Turn the lines of the listing from the line with "Where can you find the riding" to the line with "(1117, 354)", both included, into a Markdown table with the columns "Row" and "Text". Give each line its own numbered row and leave out any blank lines.

[Coordinate labeling data]
____________________

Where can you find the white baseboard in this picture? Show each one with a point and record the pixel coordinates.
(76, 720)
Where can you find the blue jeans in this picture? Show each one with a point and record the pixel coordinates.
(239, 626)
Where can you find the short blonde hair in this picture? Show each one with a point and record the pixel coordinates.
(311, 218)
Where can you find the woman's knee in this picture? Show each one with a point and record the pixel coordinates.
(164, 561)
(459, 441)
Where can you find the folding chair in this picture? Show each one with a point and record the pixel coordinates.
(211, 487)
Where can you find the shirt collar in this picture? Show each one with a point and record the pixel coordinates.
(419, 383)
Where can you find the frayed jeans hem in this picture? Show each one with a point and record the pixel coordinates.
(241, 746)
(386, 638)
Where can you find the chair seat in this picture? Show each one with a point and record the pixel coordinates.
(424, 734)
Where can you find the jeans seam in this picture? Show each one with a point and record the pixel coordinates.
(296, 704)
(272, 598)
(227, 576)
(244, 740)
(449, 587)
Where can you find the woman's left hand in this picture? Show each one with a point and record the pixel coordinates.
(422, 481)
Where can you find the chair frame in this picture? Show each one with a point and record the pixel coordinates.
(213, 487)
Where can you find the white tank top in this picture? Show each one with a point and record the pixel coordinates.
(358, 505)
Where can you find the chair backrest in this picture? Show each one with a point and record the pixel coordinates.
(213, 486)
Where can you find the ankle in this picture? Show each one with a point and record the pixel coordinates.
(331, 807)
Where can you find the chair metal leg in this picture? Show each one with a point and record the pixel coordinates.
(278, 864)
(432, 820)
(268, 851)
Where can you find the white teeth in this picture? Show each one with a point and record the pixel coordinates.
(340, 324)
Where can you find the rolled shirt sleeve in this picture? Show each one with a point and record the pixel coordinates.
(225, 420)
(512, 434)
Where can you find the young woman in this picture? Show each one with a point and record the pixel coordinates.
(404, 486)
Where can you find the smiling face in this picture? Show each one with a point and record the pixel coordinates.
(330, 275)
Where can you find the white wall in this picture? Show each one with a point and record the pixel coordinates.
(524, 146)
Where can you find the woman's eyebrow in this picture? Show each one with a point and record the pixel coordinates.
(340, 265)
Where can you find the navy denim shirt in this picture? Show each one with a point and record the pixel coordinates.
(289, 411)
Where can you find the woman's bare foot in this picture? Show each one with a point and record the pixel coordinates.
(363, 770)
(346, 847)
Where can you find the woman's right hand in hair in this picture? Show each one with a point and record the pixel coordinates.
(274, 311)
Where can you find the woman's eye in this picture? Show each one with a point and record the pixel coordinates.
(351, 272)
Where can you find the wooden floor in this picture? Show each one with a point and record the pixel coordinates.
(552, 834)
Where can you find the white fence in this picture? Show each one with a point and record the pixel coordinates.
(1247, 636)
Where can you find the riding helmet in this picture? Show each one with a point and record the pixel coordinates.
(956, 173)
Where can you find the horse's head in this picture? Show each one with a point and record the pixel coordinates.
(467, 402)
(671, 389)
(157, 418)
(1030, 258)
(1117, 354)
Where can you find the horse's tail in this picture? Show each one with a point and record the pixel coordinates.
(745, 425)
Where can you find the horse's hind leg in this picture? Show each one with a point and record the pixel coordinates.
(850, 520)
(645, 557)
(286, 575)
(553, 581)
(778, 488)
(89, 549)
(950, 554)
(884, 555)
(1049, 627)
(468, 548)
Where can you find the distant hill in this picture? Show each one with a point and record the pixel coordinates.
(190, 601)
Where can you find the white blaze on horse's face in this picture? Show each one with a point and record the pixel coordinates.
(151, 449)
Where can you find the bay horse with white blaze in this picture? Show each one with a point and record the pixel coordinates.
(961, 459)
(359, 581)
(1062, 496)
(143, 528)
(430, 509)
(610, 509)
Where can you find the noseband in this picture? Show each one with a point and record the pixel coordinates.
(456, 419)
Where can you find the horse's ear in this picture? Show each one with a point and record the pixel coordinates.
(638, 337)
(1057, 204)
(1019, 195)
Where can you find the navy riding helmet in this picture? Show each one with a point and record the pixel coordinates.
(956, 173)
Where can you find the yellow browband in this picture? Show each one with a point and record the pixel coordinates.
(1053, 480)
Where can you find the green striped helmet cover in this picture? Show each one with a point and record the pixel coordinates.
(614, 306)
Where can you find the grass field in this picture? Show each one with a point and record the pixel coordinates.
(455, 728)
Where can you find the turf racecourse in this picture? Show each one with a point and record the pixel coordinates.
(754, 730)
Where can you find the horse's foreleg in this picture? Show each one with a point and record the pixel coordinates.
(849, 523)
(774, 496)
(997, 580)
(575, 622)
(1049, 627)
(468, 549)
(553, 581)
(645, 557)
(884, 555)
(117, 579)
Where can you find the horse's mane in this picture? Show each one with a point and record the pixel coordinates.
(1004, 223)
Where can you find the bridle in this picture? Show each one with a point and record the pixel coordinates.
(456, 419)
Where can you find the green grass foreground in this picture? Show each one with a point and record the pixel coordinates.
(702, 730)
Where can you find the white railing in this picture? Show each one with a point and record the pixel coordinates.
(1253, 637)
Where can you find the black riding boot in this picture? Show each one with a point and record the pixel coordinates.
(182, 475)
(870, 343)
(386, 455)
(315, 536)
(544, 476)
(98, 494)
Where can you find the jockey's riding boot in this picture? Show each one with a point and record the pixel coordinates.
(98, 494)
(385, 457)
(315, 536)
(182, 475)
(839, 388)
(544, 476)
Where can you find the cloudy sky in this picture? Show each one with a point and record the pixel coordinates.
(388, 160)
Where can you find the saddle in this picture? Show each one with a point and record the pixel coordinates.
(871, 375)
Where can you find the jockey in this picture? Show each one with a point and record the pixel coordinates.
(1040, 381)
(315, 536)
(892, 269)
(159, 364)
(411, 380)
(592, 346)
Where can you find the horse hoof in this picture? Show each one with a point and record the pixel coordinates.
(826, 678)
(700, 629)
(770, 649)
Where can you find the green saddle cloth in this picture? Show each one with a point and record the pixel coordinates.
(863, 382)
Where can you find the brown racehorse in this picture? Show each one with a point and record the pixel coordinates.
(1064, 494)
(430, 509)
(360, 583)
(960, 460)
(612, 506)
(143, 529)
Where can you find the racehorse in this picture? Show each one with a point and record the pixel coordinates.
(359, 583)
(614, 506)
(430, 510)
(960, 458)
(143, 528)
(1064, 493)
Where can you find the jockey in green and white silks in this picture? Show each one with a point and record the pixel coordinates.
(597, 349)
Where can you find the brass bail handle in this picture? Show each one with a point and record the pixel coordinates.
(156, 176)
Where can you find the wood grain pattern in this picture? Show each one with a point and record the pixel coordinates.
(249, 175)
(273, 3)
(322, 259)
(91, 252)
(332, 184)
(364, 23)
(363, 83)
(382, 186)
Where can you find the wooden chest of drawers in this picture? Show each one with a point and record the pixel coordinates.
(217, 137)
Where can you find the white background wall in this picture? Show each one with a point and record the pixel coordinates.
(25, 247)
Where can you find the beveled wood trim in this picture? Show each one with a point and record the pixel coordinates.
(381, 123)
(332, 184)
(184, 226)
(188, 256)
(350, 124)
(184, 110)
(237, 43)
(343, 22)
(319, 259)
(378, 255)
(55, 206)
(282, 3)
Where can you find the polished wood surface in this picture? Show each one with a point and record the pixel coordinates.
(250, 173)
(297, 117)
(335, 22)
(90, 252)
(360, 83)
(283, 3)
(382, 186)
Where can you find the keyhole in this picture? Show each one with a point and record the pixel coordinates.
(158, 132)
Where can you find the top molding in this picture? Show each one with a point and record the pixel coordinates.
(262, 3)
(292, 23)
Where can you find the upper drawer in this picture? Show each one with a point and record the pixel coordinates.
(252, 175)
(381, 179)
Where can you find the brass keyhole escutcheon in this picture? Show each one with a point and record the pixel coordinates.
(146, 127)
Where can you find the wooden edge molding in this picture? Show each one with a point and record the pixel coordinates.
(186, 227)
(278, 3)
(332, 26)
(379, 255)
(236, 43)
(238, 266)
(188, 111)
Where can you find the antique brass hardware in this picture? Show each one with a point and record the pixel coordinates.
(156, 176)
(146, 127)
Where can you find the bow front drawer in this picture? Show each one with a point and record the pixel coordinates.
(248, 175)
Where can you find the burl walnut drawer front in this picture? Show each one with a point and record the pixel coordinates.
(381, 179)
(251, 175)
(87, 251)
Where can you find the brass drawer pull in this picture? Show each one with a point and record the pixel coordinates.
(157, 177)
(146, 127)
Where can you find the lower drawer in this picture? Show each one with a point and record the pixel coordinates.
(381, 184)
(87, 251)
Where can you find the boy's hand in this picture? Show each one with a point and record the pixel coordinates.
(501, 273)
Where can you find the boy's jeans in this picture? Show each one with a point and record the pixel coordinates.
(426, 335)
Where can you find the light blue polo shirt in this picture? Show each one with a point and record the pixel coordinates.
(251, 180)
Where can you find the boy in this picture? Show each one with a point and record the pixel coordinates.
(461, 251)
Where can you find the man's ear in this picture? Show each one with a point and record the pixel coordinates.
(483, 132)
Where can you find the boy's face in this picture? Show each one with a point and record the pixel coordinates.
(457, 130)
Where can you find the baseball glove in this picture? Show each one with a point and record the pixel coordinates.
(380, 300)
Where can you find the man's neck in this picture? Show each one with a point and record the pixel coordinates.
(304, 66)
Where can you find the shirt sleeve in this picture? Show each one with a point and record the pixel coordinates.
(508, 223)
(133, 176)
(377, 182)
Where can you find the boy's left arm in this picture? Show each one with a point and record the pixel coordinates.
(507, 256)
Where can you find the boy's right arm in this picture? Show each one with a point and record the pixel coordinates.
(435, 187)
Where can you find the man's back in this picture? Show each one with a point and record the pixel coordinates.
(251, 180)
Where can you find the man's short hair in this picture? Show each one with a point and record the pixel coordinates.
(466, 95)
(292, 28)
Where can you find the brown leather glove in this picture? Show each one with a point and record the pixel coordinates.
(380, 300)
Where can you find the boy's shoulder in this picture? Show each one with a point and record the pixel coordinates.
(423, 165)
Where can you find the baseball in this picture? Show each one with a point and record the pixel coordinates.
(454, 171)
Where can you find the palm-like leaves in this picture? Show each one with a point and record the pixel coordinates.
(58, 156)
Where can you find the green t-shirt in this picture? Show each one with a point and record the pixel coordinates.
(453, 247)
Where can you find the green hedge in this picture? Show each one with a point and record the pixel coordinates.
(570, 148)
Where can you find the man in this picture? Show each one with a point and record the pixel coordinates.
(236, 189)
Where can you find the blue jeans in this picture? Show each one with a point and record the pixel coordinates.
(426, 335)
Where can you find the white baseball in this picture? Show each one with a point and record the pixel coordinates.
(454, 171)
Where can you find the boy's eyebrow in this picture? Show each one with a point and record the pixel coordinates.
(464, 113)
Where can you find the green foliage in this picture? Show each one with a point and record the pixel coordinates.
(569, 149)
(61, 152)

____________________

TASK OUTPUT:
| Row | Text |
|---|---|
| 1 | Where can you find the riding helmet in this picture? Show each one with a point and record the pixel coordinates. |
| 2 | (956, 173) |
| 3 | Where can you find the horse's head in this picture? Show each one with a point and record the pixel coordinates. |
| 4 | (467, 402) |
| 5 | (671, 389) |
| 6 | (157, 418) |
| 7 | (1030, 258) |
| 8 | (1117, 354) |